>>>

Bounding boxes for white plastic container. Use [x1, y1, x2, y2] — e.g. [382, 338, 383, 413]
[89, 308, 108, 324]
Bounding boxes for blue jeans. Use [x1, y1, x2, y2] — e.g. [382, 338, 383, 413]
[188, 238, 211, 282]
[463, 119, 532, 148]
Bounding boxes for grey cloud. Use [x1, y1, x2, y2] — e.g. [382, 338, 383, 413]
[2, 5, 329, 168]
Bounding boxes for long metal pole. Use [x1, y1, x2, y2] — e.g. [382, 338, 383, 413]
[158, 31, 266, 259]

<<<

(DIRECTIONS)
Reproduce the entries above, swapping "Bounding boxes" for "Box coordinates" wherever it occurs and leaving everything else unchanged.

(REPLY TO THE TASK)
Box coordinates for white plastic container. Use [x1, y1, x2, y2] — e.g. [382, 338, 383, 413]
[89, 308, 108, 324]
Box coordinates for blue jeans. Use [x1, y1, x2, y2] — e.g. [382, 338, 383, 413]
[188, 238, 211, 282]
[463, 119, 532, 148]
Box coordinates for grey cloud. Use [x1, y1, x2, y2] — e.g. [382, 338, 383, 413]
[2, 5, 329, 168]
Box coordinates for long metal pole. Use [x1, y1, x2, y2] — e.g. [382, 338, 383, 413]
[158, 31, 266, 259]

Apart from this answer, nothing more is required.